Extrait choisi:
========================================================================

Édition #69

Mars 2025

Jean-Pierre Cantin, [email protected]

Avons-nous encore le loisir de prendre autant de temps pour des questions, si importantes soient-elles ? Nous sommes en train de vivre des changements importants dus à des bouleversements externes, tant dans la société que dans l’industrie financière. Des exemples : la gestion des données (Big Data), le système bancaire ouvert, les règles de l’AMF, l’évolution rapide de l’industrie, de la distribution, etc.

En avril dernier, alors qu’on était encore au début de la pandémie, Boucar Diouf, que nous avions d’ailleurs invité à notre congrès (septembre 2016), avait employé une image frappante pour décrire les mesures prises dans l’urgence par les gouvernements: « avec la COVID-19, les scientifiques construisent un parachute pendant que le monde est en chute libre ».1 C’était dans sa chronique hebdomadaire publiée dans La Presse. Je me permets d’emprunter cette métaphore de Boucar.

Nous sommes tournés sur nous-mêmes, sur les méthodes ou approches que nous devrions adopter dans nos opérations, à juste titre. Mais la priorité qui saute aux yeux des membres de l’ADGC est celle-ci : afin d’affronter la situation de manière optimale, nous devons être plus efficaces dans nos communications entre nous, dans la façon de nous parler, de nous concerter, de décider rapidement. Car nous aussi, nous devons parfois construire des parachutes !

Les règles du jeu changent très vite et notre environnement aussi. Ces changements affectent non seulement nos caisses et leurs membres, mais tout le Mouvement. Surtout, nous avons besoin d’avoir une compréhension commune des enjeux afin d’appliquer correctement les solutions. Il en va de notre pérennité à titre de plus grand et solide groupe financier coopératif au Canada.

Pour ne pas être fragile, Desjardins doit être agile.

========================================================================

Données de localisation de points:
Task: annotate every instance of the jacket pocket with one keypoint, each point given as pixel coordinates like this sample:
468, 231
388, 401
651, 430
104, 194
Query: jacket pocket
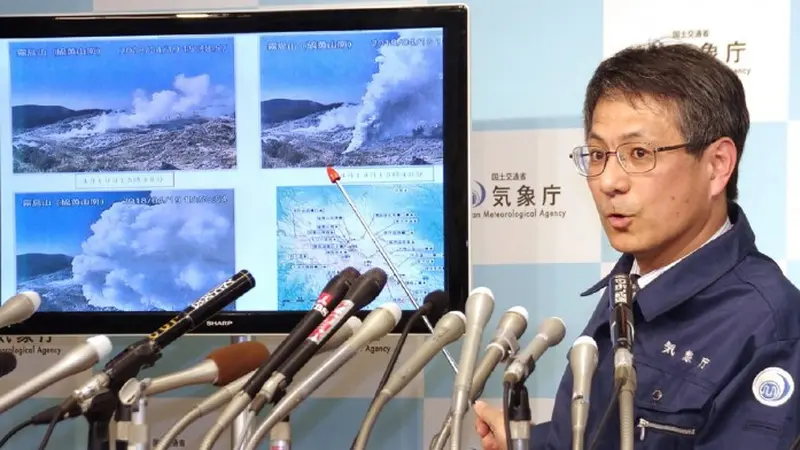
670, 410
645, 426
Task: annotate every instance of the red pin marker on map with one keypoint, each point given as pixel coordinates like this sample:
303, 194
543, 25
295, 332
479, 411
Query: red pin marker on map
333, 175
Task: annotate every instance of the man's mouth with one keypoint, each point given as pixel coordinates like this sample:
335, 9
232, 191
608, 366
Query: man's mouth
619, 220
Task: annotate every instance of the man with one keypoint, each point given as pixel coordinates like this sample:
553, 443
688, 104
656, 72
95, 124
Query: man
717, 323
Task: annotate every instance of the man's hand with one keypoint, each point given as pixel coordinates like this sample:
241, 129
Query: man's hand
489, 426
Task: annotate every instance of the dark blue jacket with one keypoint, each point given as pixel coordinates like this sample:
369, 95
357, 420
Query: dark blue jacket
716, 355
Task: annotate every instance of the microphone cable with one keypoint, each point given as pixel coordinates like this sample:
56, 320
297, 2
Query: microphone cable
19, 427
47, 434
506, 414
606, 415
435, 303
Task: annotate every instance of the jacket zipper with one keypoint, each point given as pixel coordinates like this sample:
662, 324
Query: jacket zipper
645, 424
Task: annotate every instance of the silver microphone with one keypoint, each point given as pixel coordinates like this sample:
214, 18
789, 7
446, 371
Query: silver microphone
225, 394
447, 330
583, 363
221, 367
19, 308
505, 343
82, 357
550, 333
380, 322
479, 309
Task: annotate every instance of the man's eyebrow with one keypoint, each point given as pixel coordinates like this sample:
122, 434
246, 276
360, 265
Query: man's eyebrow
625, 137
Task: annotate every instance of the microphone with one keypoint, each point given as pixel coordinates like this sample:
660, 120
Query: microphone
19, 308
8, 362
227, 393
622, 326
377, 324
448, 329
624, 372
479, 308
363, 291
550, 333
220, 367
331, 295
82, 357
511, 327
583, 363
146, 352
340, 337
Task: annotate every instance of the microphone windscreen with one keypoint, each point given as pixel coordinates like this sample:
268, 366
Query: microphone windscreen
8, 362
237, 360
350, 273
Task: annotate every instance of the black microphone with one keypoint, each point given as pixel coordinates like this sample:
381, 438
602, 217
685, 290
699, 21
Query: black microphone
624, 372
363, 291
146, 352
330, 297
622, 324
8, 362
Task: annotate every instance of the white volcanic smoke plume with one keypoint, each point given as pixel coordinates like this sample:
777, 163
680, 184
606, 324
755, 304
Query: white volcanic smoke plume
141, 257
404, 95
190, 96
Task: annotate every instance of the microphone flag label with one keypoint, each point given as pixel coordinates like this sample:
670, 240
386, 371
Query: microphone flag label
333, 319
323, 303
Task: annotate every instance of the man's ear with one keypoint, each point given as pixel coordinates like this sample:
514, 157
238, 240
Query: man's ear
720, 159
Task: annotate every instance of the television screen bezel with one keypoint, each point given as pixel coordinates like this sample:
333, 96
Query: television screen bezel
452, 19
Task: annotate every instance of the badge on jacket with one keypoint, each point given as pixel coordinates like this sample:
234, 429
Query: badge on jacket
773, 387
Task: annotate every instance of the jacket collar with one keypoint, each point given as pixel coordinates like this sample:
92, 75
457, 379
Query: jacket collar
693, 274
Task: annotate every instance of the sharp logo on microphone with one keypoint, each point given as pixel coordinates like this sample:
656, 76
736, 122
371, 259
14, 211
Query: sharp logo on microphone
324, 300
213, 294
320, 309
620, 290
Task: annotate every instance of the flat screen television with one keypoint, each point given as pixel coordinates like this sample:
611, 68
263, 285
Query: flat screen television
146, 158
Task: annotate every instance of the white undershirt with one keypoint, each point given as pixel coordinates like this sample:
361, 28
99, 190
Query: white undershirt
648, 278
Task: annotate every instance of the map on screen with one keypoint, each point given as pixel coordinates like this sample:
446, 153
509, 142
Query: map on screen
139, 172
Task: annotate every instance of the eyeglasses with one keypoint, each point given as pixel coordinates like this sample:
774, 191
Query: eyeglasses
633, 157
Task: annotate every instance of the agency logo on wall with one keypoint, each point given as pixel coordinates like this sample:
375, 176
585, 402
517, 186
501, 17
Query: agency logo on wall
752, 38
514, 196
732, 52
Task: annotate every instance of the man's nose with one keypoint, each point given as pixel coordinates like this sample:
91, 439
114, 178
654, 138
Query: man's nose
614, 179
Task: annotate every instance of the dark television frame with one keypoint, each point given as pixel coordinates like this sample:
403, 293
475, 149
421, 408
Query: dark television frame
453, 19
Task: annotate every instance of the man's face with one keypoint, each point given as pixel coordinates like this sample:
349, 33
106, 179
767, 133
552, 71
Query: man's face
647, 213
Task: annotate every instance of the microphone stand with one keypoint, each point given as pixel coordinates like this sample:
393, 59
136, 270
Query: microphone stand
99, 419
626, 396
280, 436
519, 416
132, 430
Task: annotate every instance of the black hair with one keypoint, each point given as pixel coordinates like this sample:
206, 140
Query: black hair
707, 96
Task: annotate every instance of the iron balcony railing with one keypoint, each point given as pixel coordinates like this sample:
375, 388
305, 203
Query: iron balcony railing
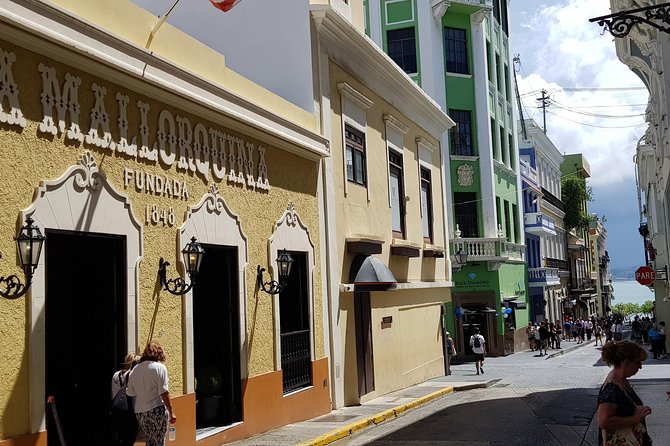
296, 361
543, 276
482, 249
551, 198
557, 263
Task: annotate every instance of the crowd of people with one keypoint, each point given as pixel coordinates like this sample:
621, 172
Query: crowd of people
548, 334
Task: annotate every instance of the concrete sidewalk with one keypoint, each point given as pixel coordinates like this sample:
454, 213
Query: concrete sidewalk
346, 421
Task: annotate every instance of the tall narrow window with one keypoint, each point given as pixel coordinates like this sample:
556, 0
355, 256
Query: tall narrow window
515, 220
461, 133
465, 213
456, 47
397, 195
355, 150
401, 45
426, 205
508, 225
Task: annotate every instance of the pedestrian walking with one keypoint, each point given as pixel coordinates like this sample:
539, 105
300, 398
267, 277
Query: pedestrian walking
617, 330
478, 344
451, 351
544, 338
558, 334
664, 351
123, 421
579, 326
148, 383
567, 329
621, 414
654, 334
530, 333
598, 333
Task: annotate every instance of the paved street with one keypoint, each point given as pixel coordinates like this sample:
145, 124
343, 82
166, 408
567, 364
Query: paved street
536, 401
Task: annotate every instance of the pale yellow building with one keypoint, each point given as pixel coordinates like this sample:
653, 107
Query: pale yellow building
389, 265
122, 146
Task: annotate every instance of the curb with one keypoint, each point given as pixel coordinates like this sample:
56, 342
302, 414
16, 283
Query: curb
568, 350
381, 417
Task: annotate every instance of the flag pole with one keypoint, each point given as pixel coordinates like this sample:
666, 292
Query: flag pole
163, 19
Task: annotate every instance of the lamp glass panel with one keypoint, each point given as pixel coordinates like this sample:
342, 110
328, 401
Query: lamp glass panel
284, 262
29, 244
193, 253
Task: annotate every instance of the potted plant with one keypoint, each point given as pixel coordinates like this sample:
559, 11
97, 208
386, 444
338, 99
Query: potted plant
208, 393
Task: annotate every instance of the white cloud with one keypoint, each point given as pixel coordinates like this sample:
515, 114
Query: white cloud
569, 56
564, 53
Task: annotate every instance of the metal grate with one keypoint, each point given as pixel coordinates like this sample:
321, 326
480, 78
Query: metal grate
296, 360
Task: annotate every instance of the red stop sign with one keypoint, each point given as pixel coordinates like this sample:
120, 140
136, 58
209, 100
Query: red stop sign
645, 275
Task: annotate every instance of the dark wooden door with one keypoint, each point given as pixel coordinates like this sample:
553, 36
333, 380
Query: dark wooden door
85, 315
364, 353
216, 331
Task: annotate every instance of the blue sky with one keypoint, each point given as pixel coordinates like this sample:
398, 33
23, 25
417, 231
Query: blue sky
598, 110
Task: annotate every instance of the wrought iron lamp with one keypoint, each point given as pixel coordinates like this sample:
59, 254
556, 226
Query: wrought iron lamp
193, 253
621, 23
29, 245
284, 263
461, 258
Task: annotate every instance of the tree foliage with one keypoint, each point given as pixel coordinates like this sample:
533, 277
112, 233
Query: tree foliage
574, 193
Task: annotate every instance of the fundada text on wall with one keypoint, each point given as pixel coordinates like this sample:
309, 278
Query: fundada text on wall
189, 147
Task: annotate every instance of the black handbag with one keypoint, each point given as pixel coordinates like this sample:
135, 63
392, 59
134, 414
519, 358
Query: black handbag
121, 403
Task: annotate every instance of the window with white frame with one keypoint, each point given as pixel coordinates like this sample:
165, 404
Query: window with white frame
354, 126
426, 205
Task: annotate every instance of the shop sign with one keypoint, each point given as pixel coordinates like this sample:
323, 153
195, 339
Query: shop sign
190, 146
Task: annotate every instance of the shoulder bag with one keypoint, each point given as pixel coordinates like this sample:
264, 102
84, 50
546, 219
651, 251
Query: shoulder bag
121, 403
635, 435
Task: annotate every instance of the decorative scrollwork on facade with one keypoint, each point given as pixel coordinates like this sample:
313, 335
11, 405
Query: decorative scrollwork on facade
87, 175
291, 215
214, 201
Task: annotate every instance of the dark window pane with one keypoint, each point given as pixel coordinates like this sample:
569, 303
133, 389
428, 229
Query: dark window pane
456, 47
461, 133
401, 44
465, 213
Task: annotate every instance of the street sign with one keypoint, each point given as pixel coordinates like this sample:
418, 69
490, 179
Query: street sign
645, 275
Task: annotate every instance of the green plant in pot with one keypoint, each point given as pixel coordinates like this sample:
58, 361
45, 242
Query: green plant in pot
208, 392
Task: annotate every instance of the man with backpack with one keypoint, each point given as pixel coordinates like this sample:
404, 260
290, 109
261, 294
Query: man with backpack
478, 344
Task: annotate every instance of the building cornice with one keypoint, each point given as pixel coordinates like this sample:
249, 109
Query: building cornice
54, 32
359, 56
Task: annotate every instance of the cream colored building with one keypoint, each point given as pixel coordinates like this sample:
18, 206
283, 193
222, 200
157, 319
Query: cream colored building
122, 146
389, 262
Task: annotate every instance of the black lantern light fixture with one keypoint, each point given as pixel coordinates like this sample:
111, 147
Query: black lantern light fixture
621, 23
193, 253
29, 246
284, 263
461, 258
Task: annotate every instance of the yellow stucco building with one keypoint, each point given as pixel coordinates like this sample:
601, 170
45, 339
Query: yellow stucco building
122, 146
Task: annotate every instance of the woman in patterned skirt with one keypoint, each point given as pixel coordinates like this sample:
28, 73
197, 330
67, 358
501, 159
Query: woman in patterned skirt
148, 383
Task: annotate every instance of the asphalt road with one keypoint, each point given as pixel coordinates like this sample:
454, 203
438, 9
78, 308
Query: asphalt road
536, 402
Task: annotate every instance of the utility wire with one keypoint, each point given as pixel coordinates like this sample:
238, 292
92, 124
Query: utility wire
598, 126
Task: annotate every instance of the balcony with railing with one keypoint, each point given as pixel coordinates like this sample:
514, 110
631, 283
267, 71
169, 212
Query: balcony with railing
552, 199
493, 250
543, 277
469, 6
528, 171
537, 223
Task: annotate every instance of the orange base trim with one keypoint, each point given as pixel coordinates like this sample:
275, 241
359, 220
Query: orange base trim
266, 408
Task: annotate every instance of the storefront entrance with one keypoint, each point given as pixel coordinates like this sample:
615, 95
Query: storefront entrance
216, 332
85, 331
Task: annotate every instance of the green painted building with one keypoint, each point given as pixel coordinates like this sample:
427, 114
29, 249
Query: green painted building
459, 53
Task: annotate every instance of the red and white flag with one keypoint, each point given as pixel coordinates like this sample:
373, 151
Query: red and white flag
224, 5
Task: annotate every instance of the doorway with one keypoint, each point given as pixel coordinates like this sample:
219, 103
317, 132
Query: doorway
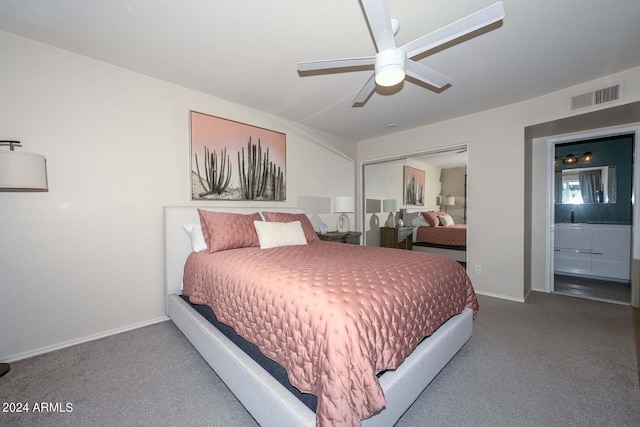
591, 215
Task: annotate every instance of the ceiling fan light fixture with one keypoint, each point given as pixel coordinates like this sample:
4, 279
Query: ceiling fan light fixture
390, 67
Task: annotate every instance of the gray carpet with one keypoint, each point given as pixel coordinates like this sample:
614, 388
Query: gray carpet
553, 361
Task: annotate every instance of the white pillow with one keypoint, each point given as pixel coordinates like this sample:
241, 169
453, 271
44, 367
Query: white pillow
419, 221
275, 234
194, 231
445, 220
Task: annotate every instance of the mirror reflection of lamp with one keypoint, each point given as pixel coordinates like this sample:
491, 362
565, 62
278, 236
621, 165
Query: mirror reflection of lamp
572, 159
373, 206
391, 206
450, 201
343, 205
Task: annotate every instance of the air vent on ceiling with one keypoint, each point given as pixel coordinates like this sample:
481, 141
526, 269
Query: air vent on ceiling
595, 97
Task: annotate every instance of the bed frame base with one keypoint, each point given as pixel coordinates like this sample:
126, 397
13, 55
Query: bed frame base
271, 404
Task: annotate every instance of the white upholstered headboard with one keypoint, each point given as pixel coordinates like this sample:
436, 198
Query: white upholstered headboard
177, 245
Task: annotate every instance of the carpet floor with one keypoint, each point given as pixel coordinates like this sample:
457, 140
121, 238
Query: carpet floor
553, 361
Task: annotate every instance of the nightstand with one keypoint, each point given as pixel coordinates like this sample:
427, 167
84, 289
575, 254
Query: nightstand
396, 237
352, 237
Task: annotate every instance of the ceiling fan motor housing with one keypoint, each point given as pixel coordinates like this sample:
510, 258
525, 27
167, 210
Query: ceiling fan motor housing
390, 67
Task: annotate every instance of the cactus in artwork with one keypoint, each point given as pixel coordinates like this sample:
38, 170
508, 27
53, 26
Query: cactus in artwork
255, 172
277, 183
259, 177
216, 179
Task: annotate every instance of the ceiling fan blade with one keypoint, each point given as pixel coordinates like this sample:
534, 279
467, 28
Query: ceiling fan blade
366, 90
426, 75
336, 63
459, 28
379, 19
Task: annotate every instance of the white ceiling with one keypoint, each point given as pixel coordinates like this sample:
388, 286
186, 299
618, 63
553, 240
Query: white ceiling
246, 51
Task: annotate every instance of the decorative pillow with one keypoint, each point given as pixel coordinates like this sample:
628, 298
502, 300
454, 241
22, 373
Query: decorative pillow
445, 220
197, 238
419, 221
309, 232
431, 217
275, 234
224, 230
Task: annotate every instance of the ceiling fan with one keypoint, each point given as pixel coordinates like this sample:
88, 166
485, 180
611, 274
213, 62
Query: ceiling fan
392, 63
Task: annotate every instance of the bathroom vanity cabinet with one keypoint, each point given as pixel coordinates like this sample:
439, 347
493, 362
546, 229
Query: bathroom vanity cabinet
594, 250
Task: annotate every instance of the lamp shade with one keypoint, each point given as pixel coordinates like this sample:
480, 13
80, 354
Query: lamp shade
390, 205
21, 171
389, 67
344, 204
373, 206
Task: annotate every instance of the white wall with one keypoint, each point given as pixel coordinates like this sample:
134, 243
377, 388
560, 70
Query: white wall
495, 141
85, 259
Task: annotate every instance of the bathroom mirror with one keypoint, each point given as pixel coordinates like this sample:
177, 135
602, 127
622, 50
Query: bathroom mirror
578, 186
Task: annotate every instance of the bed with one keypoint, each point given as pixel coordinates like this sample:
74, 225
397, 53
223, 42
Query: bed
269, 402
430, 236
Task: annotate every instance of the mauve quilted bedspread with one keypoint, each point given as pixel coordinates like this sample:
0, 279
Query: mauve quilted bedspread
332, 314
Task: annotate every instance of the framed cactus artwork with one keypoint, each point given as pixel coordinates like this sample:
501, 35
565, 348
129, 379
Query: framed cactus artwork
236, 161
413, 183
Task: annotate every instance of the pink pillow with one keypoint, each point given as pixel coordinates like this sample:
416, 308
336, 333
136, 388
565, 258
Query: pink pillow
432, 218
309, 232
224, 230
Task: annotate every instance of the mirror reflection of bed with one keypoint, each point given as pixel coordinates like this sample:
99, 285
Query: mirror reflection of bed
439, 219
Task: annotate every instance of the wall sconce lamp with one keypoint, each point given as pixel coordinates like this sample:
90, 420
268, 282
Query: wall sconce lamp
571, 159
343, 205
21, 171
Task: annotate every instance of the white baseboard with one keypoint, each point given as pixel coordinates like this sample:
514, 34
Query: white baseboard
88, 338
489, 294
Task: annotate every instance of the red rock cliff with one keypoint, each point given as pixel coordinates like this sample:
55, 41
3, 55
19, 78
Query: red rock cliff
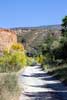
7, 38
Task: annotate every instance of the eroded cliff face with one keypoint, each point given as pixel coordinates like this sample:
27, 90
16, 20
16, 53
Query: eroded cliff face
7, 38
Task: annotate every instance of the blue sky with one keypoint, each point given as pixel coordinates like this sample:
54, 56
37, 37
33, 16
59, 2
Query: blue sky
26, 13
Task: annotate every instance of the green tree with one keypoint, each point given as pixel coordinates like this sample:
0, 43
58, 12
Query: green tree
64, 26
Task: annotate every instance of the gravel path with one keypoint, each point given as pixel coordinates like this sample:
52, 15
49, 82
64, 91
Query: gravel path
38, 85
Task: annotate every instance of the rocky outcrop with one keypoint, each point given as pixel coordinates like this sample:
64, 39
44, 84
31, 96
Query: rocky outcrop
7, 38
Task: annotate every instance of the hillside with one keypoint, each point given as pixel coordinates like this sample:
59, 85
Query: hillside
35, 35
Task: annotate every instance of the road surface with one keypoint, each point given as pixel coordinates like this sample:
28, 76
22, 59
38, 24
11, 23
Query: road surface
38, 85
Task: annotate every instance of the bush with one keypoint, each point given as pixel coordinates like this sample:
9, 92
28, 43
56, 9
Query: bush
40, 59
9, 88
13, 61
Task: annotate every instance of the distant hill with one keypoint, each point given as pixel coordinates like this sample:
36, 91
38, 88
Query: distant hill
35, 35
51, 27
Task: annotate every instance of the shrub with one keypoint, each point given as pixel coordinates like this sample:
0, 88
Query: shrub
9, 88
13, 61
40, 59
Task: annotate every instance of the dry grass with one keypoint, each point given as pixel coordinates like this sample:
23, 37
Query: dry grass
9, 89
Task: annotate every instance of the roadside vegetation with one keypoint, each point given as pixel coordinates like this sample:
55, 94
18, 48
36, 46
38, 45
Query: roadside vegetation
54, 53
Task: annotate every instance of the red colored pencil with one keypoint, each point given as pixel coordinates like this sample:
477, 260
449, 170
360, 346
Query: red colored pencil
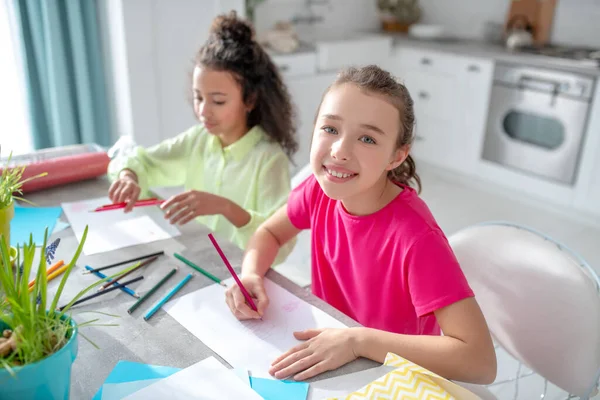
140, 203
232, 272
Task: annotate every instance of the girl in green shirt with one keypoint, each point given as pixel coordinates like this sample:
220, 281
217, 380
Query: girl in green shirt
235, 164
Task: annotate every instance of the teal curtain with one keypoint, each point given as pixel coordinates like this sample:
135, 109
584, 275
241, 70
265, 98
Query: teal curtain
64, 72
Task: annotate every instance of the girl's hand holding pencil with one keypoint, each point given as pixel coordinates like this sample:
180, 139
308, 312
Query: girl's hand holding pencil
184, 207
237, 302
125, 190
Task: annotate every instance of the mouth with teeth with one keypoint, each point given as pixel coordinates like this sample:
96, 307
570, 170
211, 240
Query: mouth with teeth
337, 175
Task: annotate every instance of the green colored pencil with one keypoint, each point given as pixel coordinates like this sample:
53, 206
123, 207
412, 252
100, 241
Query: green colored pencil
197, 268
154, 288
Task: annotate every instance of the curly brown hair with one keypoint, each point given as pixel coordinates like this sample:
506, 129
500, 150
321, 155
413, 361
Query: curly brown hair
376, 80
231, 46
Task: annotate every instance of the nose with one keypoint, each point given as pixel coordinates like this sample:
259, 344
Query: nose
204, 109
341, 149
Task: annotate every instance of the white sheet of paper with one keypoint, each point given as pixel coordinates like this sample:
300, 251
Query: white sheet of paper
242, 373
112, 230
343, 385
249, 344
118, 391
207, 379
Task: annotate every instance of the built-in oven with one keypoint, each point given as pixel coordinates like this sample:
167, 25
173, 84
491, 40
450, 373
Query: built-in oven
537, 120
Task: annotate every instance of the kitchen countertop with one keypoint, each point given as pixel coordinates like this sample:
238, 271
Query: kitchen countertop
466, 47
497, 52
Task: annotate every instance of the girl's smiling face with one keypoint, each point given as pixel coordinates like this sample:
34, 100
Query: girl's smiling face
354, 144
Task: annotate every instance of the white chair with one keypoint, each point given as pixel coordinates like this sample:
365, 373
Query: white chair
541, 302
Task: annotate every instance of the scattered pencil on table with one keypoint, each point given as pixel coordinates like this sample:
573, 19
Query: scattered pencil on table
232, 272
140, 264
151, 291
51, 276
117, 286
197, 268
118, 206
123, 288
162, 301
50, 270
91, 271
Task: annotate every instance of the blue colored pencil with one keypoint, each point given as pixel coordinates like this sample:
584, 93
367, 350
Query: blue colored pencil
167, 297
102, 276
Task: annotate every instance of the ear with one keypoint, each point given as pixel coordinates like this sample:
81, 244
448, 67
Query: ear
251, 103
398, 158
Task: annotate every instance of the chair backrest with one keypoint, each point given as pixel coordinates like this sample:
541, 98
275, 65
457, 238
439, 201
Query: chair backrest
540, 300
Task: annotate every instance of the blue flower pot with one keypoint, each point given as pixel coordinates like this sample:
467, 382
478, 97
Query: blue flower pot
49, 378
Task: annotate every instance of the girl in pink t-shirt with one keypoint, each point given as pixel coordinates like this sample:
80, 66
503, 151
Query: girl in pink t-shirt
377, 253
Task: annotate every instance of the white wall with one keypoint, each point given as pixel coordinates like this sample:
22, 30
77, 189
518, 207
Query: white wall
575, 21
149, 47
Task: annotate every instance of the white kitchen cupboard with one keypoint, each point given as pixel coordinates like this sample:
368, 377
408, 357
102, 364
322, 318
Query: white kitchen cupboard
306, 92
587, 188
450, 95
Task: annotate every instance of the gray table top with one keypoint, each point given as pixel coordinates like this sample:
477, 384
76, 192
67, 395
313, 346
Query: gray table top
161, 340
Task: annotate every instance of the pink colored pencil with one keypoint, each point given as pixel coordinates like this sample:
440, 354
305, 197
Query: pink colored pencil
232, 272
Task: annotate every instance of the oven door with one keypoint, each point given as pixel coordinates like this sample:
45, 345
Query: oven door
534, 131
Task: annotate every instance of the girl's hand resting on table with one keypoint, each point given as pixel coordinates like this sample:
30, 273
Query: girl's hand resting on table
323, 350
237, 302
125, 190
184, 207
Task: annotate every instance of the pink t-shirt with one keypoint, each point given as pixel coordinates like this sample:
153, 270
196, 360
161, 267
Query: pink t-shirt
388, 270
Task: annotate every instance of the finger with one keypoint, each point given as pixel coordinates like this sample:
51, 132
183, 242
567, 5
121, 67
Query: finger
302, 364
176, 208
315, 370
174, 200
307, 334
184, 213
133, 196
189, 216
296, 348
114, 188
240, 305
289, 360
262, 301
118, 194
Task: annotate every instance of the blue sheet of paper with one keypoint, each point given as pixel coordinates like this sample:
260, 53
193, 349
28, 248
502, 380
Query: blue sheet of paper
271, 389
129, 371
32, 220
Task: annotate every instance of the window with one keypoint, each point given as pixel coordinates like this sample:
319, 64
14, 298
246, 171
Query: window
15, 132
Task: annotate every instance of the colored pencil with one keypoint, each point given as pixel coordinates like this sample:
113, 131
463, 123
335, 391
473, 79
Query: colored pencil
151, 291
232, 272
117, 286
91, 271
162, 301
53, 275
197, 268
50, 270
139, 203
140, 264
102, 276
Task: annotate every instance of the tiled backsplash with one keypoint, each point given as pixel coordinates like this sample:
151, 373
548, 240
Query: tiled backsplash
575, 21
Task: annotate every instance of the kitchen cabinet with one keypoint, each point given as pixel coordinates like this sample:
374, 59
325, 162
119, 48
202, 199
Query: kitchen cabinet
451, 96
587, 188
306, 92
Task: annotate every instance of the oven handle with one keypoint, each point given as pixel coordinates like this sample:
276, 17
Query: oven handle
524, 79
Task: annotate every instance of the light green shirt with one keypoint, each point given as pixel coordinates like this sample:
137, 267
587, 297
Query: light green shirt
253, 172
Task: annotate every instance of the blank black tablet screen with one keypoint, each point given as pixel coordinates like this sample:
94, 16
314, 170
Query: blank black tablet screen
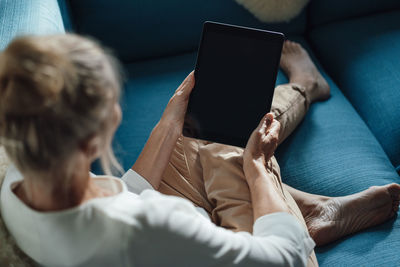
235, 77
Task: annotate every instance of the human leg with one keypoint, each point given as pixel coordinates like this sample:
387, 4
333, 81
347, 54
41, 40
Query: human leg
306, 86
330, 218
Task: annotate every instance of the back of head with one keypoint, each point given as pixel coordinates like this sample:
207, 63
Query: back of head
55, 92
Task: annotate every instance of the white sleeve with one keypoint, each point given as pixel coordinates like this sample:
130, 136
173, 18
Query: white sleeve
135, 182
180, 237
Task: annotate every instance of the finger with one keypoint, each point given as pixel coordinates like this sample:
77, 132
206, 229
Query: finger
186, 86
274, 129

========================================================================

À compléter:
A - Recopiez, dans le texte sur les changements dans l'industrie financière, le passage commençant à « Les règles du » et finissant à « coopératif au Canada. ».
B - Reprenez le texte sur les changements dans l'industrie financière après sa dernière phrase et poursuivez-le.

Vos réponses:
A -
Les règles du jeu changent très vite et notre environnement aussi. Ces changements affectent non seulement nos caisses et leurs membres, mais tout le Mouvement. Surtout, nous avons besoin d’avoir une compréhension commune des enjeux afin d’appliquer correctement les solutions. Il en va de notre pérennité à titre de plus grand et solide groupe financier coopératif au Canada.

B -
En d’autres mots, il ne faut pas fragiliser nos organisations. Comment ? En reconnaissant la force et la différenciation stratégique particulière qu’elles possèdent grâce à leur autonomie d’action dans leurs communautés. Elles portent en elles à la fois la puissance du Tout-Desjardins et le pouvoir d’agir localement en fonction des besoins distincts de leurs clientèles respectives. « Pour vraiment se démarquer et être parmi les meilleurs en 2020, il faut maîtriser l’art d’équilibrer les grandes orientations de l’organisation et les actions locales. Tout le défi réside donc dans le choix entre l’ensemble et le particulier. » C’est ce que j’écrivais en octobre dernier, et j’ose le répéter aujourd’hui, car c’est la grande force de Desjardins.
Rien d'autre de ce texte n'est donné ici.